MICHAEL MORELL: On the whole idea of the IC and technology. There's three things we have to get right. One is we have to collect and understand where our adversaries are with regard to technological advancements. Two is we have to use technology to do a better job ourselves in the IC. Three, we have to protect ourselves against the technology that our adversaries are using against us. I think you would agree that we need to be on the cutting edge and stay there. How far do we have to go to get there? Are we moving fast enough? Do we have to think about new approaches to the government working with the private sector?
CONGRESSMAN ADAM SCHIFF: I think we are on the cutting edge. I don't think we're playing catch up in that respect. Now, there are other countries like China that are ahead in certain areas. Frankly, I think we still maintain the technological advantage. But the delta is narrowing. China is making rapid gains. If we don't make a renewed investment in research and development, I'm speaking not just of the IC, but as a nation, then we will be eclipsed.
That will have catastrophic repercussions for us and for the free world. We are in a battle of ideas, not communism versus capitalism, as much as it is authoritarianism versus democracy. We can't keep kicking immigrants out of our country who get advanced degrees from Cal Tech in STEM fields. That's economic and national security suicide. We can't keep under investing in science and technology and research and development either in the public or private sector. In the private sector, this chase for quarterly profits in which companies aren't incentivized to invest in the long term, in their research and development. We've seen a real and precipitous decline in the corporate investment in R&D. It is catastrophic.

__PROBLEM REQUIREMENTS__:
Answer from the interview:
1. How many things does Michael Morell say the IC has to get right?
2. Which country does Adam Schiff name as ahead in certain areas?
3. Which school does Schiff name as where immigrants get advanced degrees in STEM fields?
These rows come from a separate source and are unrelated to the interview.

__RECORD EXCERPTS__:
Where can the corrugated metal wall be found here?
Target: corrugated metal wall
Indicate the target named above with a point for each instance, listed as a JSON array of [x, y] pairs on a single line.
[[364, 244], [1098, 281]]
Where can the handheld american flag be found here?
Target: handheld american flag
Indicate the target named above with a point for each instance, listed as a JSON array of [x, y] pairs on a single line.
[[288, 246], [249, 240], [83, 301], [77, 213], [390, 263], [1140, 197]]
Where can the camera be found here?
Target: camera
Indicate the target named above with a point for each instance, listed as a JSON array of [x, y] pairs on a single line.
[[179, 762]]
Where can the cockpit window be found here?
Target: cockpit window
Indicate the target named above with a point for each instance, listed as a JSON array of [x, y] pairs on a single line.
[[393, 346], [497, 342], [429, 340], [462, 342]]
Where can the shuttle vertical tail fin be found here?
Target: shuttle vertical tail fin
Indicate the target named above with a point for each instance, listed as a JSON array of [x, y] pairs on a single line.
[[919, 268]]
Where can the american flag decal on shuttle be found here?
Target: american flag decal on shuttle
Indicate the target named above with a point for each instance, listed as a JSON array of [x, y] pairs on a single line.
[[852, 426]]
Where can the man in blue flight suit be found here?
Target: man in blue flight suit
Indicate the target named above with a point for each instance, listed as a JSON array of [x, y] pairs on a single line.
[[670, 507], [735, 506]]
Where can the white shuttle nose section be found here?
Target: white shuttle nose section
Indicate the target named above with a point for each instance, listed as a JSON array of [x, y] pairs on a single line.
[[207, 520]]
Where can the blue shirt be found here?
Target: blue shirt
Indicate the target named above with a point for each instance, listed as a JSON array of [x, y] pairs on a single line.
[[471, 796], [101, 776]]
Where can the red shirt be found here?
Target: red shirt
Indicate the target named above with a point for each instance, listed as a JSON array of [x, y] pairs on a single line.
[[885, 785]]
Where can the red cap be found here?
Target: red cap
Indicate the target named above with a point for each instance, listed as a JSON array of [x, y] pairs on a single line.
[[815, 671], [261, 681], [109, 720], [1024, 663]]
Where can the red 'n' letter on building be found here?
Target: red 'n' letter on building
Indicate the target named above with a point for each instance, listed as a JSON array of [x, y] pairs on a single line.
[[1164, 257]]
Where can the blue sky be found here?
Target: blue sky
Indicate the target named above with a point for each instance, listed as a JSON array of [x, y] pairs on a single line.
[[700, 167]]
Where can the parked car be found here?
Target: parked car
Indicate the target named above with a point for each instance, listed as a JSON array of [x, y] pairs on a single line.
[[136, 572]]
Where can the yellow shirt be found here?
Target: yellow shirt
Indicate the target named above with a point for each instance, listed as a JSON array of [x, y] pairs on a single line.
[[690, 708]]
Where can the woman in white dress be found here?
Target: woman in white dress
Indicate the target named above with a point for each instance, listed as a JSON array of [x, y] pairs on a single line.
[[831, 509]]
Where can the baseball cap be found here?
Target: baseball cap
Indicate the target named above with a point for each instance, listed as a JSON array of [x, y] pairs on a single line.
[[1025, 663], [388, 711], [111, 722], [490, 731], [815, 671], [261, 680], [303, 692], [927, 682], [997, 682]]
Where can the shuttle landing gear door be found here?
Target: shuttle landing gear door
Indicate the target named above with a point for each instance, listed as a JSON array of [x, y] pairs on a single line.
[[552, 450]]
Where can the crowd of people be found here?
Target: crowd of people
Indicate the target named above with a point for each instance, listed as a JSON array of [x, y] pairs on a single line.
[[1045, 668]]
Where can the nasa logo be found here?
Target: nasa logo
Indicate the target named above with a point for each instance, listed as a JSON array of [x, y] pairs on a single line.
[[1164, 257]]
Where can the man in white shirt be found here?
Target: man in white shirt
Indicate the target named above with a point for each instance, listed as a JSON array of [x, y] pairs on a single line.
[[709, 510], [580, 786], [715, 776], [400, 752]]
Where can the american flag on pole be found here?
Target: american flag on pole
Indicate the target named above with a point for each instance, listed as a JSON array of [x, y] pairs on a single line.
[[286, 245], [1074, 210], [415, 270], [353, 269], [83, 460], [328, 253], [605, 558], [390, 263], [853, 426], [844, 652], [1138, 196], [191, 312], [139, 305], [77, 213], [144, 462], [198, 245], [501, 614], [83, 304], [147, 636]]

__SOLUTION FOR THIS TASK__:
1. Three
2. China
3. Cal Tech